Задания
[A] Ответьте на вопросы по очерку о петербургском маршруте Раскольникова.
(i) Сколько шагов отделяет дом Сонечки от дома старухи-процентщицы?
(ii) В каком доме жил писатель?
(iii) Где сидел Достоевский, когда находился под следствием по делу петрашевцев?
[B] Замените в очерке о петербургском маршруте Раскольникова «светло-зеленого» на «голубого» и перепишите отрывок: начните со слов «Если надо идти» и остановитесь после слов «семьсот тридцать шагов.».

Опубликовано в журнале Нева, номер 10, 2003
Вот уже десять лет, как едва ли не каждый день хожу я тем же роковым маршрутом, которым ходил некогда Родион Раскольников. Помните? “В начале июля, в чрезвычайно жаркое время, под вечер, один молодой человек вышел из своей каморки, которую нанимал от жильцов в С–м переулке, на улицу и медленно, как бы в нерешимости, отправился в К–ну мосту”.
Так уж случилось, что волей судьбы я оказался соседом идейного убийцы, как, впрочем, и самого писателя, который жил в доме Алонкина на углу Малой Мещанской и Столярного.
Если надо идти в поликлинику, то непременно пройду и мимо дома Сонечки, который, правда, вырос на один этаж и из светло-зеленого превратился в желтый. А там и до дома старухи-процентщицы рукой подать. Как мы помним, всего семьсот тридцать шагов.
Достоевский часами бродил по этим местам, бродил, как вспоминают, ничего не видя вокруг. Полагается считать, что сочинял роман. Однако это “вечное думанье и одно только думанье” он знал еще по одиночной камере Алексеевского равелина Петропавловской крепости, в которой сидел, находясь под следствием по делу петрашевцев. Каторжное состояние, очень способствующее рождению криминальных планов и мыслей. Он наделяет им и своего героя. Тот “как пьяный, не замечая прохожих”, бродит по этим коротким улочкам, каждая из которых упирается в другую, образуя для глаза иллюзию тупика. Бродит, когда становится особенно тошно, “чтоб еще тошнее было”. Очень знакомое, действительно, состояние.
Вообще же Достоевский с удивительной легкостью делится своими мыслями и наблюдениями с самыми даже жуткими из персонажей. Свидригайлов говорит, например, почти его собственными словами: “Если бы у нас были науки, то медики, юристы и философы могли бы сделать над Петербургом драгоценнейшие исследования, каждый по своей специальности. Редко где найдется столько мрачных, резких и странных влияний на душу человека, как в Петербурге”. Может быть, мистика Петербурга в какие-то моменты особым образом уравнивает нас всех?

Исходные материалы
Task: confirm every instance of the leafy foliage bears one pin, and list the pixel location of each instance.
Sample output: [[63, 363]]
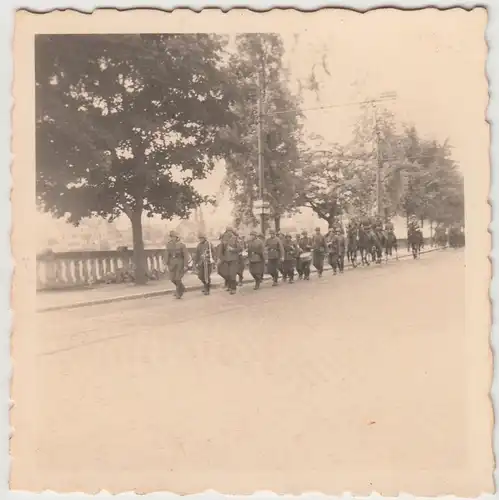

Ответы по порядку
[A]
(i) Всего семьсот тридцать шагов.
(ii) В доме Алонкина на углу Малой Мещанской и Столярного.
(iii) В одиночной камере Алексеевского равелина Петропавловской крепости.

[B]
Если надо идти в поликлинику, то непременно пройду и мимо дома Сонечки, который, правда, вырос на один этаж и из голубого превратился в желтый. А там и до дома старухи-процентщицы рукой подать. Как мы помним, всего семьсот тридцать шагов.